◆ EXTRAIT DE PAGE ◆
En un mot, la pénalité est de l'essence de la souveraineté ; la pénalité sociale est socialement aussi juste que la pénalité morale.

L'agent avait la liberté et le devoir de se conformer à la loi sociale; s'il a commis un mal social en s'écartant de cette loi, il y a démérite social, et partant, prise au châtiment. La justice de la peine sociale est surtout dans la justice de la loi.

A notre sens, ce qui prédomine dans la peine, c'est le respect et le salut de la loi; si la loi est légitime, la peine qui frappe son infracteur est ellemême légitime, à cette seule condition, qu'elle ne dépasse pas le degré de sévérité qu'exigent l'efficacité et l'importance de la loi. Je ne mesure pas l'étendue de la pénalité sur le danger et les chances de retour des crimes que la loi frappe, je la mesure sur le caractère du commandement à sanctionner et sur le besoin d'assurer son autorité; y eût-il certitude que l'infraction commise ne pourrait se renouveler dans l'avenir, que je ne dirais pas, avec M. Target, que le coupable a droit à l'impunité.

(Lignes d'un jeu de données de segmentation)
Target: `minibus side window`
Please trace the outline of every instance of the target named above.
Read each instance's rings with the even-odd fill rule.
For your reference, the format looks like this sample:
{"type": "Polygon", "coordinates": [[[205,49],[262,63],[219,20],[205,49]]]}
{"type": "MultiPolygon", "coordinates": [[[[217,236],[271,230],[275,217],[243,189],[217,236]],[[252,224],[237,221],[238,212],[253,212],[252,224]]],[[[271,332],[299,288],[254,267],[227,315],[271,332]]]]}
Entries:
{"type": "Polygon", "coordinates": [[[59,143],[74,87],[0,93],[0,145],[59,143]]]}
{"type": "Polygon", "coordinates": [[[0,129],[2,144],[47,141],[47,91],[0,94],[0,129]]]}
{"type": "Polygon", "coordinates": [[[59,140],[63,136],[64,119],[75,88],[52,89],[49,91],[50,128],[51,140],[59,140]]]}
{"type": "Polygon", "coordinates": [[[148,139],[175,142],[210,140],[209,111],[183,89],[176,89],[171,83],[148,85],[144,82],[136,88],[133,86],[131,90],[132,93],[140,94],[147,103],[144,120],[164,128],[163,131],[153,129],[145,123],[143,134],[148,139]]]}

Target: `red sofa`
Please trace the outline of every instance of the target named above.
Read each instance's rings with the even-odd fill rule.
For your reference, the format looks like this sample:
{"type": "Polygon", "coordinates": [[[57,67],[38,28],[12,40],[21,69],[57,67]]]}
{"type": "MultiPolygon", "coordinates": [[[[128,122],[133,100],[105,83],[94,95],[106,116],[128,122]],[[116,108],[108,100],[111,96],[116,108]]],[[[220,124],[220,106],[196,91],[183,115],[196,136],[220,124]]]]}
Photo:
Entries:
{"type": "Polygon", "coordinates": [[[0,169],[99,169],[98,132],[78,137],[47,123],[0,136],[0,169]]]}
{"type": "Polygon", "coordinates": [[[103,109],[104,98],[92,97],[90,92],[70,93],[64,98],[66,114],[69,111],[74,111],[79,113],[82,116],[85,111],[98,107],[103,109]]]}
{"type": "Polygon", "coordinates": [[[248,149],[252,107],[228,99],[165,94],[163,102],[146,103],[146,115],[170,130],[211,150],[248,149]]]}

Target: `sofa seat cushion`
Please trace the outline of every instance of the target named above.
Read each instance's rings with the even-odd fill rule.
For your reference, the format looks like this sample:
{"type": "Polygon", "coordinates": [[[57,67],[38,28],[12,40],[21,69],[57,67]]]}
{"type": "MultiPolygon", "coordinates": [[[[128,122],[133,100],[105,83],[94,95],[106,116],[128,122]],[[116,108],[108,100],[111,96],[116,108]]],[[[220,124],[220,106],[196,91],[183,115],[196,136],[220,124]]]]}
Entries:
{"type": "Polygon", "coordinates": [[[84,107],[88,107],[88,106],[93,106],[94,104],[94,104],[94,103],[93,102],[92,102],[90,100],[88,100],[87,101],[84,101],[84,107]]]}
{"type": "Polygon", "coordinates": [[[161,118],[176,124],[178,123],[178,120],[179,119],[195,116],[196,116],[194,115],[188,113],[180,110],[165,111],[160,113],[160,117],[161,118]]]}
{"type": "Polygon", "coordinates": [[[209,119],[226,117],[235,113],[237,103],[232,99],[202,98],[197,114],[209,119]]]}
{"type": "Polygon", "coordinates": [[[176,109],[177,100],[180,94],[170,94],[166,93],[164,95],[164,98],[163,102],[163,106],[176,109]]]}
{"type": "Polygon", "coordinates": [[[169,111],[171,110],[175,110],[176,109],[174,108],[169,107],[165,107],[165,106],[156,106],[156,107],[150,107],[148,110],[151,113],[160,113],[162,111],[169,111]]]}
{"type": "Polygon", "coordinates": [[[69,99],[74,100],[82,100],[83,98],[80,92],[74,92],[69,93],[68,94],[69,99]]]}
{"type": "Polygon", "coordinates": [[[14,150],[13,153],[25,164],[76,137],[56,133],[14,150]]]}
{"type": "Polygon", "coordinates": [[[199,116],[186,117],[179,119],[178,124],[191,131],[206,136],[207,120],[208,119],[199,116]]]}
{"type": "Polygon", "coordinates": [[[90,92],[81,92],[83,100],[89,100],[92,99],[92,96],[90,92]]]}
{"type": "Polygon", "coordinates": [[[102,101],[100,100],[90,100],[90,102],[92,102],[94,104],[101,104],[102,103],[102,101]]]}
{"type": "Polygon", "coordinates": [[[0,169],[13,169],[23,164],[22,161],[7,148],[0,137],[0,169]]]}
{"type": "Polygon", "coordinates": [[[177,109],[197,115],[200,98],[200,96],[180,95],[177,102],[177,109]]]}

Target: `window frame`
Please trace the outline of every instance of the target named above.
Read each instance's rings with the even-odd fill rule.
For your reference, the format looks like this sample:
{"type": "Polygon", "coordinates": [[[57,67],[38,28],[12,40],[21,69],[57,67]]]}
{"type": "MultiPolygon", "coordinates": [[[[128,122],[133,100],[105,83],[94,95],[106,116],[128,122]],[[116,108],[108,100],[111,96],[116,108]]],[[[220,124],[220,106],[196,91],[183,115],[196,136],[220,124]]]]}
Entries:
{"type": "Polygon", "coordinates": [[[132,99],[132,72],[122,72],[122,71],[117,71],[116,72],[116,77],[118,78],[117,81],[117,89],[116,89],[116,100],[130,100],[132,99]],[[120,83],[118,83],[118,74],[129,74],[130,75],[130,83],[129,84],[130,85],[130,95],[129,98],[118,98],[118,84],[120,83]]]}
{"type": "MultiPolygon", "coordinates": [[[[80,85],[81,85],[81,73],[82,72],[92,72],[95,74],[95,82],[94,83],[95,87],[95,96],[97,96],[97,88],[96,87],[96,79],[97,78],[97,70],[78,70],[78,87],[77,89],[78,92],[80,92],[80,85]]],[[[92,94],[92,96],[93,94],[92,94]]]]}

◆ LA CONSIGNE ◆
Recopiez en entier et mot pour mot l'extrait sur la pénalité sociale. Vous n'avez pas besoin des enregistrements.

◆ RÉPONSE CI-DESSOUS ◆
En un mot, la pénalité est de l'essence de la souveraineté ; la pénalité sociale est socialement aussi juste que la pénalité morale.

L'agent avait la liberté et le devoir de se conformer à la loi sociale; s'il a commis un mal social en s'écartant de cette loi, il y a démérite social, et partant, prise au châtiment. La justice de la peine sociale est surtout dans la justice de la loi.

A notre sens, ce qui prédomine dans la peine, c'est le respect et le salut de la loi; si la loi est légitime, la peine qui frappe son infracteur est ellemême légitime, à cette seule condition, qu'elle ne dépasse pas le degré de sévérité qu'exigent l'efficacité et l'importance de la loi. Je ne mesure pas l'étendue de la pénalité sur le danger et les chances de retour des crimes que la loi frappe, je la mesure sur le caractère du commandement à sanctionner et sur le besoin d'assurer son autorité; y eût-il certitude que l'infraction commise ne pourrait se renouveler dans l'avenir, que je ne dirais pas, avec M. Target, que le coupable a droit à l'impunité.